EXERCISE PROMPT: Return verbatim the lines of the listing below, from the line with "Where can the white soccer" up to and including the line with "column 625, row 220".

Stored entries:
______
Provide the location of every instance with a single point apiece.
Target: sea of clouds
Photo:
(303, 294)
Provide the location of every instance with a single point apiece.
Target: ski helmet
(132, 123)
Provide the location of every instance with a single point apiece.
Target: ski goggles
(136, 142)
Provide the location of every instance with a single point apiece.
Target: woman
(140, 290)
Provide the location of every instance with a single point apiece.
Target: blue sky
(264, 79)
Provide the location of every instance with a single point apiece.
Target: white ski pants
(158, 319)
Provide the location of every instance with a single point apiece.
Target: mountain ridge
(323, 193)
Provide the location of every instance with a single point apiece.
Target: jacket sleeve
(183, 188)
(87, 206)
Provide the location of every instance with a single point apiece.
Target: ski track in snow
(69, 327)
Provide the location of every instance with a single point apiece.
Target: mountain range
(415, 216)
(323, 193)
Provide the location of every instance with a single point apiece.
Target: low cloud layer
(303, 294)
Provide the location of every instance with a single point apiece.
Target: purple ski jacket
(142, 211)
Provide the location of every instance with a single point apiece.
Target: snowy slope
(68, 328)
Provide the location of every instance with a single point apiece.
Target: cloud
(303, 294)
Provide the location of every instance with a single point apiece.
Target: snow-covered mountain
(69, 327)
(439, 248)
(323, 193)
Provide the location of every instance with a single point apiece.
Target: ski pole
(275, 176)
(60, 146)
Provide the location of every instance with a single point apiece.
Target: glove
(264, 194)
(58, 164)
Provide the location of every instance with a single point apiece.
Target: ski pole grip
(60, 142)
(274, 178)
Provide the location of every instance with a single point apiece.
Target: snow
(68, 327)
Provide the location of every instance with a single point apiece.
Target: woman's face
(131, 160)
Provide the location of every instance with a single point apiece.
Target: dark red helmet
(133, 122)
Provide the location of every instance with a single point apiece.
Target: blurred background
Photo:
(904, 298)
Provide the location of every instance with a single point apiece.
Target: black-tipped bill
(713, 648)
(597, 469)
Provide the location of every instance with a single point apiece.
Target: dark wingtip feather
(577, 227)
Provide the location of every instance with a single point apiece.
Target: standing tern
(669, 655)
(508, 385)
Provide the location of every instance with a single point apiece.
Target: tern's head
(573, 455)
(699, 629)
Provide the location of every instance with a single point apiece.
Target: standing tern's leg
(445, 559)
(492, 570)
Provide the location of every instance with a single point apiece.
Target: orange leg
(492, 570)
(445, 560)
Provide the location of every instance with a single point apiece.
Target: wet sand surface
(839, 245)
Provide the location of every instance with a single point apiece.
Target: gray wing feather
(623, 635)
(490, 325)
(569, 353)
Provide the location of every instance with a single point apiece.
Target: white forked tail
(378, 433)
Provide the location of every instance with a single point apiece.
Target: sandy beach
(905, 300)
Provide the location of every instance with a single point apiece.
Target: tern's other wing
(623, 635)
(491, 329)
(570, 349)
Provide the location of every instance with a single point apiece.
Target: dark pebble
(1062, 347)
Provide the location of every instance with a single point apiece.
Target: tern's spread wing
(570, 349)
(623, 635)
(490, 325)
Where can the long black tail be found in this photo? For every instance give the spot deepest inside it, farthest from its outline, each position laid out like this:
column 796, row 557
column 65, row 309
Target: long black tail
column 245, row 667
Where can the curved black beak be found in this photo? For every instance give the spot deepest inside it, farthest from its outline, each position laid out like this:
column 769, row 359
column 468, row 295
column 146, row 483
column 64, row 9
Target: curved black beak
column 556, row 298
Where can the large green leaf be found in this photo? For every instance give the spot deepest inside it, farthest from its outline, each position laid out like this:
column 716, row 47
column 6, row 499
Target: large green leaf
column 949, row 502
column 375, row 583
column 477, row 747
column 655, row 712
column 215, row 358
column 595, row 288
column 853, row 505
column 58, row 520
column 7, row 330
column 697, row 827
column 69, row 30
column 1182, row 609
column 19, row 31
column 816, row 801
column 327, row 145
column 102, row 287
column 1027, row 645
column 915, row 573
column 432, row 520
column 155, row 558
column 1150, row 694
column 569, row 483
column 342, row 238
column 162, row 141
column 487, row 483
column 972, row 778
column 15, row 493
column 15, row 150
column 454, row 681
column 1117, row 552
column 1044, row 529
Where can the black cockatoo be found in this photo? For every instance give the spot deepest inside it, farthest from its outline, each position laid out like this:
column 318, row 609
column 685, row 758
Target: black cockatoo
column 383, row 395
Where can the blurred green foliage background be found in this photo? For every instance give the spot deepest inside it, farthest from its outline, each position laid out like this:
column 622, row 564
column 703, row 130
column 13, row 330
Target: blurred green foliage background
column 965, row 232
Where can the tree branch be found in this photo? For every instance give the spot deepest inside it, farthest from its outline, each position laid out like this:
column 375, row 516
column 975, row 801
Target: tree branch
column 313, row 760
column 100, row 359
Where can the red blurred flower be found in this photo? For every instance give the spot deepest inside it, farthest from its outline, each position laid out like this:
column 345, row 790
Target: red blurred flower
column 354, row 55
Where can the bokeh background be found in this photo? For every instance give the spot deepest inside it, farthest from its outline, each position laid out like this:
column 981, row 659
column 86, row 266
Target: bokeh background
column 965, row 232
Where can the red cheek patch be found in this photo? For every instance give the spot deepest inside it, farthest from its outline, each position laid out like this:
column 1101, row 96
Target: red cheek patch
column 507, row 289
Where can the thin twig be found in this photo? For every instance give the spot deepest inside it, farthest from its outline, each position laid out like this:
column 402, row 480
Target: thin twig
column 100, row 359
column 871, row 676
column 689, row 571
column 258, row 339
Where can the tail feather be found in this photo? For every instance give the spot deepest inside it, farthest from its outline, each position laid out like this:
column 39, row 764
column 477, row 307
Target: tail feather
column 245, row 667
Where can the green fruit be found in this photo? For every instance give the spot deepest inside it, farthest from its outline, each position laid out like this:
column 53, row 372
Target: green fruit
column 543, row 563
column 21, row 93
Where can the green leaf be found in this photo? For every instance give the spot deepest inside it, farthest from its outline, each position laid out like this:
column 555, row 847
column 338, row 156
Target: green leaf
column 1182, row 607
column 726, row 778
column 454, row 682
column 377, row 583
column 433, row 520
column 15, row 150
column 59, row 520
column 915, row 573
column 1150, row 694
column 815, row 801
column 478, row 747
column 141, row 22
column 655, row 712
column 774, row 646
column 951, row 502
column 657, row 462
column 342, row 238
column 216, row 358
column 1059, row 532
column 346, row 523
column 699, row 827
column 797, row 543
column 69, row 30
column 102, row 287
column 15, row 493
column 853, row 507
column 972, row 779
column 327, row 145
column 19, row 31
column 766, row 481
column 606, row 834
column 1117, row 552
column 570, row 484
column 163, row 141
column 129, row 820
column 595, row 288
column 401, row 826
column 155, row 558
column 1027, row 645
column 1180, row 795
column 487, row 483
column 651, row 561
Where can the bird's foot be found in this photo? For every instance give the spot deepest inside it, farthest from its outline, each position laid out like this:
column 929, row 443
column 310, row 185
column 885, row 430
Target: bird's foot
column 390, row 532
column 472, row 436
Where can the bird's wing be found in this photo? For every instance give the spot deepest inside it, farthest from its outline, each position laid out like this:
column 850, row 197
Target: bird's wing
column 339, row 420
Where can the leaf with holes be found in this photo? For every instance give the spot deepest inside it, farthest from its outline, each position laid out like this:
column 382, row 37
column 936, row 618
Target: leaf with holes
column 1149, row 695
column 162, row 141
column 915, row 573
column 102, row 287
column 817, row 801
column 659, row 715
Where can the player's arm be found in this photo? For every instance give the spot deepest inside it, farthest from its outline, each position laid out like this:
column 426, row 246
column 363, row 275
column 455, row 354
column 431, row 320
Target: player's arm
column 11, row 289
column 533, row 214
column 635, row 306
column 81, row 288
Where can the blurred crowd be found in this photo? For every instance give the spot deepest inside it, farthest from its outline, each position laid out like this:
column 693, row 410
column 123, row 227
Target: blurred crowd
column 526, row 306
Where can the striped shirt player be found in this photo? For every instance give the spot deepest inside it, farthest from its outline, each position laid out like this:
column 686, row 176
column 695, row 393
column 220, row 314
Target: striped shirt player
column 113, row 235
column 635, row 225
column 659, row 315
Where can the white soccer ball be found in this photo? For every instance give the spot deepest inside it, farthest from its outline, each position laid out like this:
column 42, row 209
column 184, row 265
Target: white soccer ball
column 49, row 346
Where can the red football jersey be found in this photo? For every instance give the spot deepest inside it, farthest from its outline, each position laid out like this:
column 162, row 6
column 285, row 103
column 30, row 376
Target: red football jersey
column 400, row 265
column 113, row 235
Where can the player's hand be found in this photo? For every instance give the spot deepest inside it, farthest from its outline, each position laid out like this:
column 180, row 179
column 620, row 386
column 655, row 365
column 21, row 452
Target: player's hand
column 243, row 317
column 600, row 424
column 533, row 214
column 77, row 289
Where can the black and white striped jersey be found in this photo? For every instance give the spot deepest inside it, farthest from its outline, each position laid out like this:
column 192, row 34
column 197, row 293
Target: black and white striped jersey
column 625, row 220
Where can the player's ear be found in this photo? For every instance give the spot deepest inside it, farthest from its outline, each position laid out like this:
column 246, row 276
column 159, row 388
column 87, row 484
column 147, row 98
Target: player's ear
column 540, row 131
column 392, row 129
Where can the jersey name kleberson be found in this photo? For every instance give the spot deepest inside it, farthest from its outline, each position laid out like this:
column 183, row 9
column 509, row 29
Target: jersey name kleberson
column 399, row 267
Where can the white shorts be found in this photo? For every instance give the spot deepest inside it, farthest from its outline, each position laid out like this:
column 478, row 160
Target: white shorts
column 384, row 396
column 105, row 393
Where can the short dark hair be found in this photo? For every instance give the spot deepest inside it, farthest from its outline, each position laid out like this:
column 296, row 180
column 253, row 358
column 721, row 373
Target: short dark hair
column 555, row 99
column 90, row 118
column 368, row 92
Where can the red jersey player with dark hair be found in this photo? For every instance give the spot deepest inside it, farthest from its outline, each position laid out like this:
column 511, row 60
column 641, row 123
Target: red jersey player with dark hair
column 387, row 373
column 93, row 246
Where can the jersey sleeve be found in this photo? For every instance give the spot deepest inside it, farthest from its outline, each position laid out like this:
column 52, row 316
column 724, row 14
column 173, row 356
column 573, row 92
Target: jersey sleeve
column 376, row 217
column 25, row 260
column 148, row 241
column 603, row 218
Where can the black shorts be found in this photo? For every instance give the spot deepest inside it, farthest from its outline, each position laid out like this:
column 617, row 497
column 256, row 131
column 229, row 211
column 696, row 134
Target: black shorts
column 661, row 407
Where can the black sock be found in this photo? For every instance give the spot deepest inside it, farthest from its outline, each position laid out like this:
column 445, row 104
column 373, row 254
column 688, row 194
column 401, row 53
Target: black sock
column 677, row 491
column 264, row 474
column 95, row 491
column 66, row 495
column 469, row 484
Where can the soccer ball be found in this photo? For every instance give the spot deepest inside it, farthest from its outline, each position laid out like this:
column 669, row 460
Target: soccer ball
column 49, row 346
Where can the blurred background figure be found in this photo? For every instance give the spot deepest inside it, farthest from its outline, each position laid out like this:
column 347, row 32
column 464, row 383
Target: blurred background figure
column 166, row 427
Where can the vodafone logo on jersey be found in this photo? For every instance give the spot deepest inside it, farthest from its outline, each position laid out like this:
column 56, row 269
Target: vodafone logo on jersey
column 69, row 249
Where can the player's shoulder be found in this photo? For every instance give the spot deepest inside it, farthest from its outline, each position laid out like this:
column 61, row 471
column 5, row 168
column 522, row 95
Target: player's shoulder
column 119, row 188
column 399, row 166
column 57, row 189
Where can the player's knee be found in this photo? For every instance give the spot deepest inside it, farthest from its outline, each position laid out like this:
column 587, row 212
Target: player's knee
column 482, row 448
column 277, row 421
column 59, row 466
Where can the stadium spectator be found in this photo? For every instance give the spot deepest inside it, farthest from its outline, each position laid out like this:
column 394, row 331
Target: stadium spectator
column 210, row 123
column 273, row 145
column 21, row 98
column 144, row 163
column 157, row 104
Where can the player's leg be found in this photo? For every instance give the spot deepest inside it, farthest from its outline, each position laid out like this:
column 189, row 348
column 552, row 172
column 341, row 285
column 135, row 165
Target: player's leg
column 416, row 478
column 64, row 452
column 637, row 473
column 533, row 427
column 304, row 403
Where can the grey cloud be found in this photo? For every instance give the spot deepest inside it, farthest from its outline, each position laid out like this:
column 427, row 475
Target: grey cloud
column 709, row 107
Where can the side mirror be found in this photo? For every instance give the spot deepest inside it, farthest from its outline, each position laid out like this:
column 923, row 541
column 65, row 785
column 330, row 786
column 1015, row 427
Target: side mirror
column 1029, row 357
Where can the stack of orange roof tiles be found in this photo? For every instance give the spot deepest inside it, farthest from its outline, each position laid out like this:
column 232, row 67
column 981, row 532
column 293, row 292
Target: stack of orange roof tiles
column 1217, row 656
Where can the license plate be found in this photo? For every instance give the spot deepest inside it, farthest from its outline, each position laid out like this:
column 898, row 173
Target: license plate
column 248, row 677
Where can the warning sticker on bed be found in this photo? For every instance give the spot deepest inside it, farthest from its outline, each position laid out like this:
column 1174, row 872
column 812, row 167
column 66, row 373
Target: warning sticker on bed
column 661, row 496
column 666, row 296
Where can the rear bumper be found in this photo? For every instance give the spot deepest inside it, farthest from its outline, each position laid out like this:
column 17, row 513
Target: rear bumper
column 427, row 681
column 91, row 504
______
WRITTEN REPLY:
Where can the white soccer ball be found in this photo? For every instance give the spot deepest inside it, farthest from its outline, each position laid out like this:
column 42, row 209
column 184, row 265
Target: white soccer ball
column 49, row 346
Where can the red football jersey be found in this photo? For every instance give the spot deepest inside it, farthest from its outline, each position laid out like this:
column 162, row 6
column 285, row 103
column 30, row 376
Target: red football jersey
column 400, row 265
column 113, row 235
Where can the player's hand be found in this photo? For every instance give the spot deepest inside it, farthest from its outline, each position laid out like this:
column 180, row 179
column 620, row 386
column 655, row 365
column 21, row 452
Target: player's hand
column 243, row 317
column 600, row 424
column 533, row 214
column 77, row 289
Where can the black and white striped jersey be found in this photo? For every instance give the spot deepest inside it, farthest from its outline, each position laid out like this:
column 192, row 34
column 197, row 293
Target: black and white striped jersey
column 625, row 220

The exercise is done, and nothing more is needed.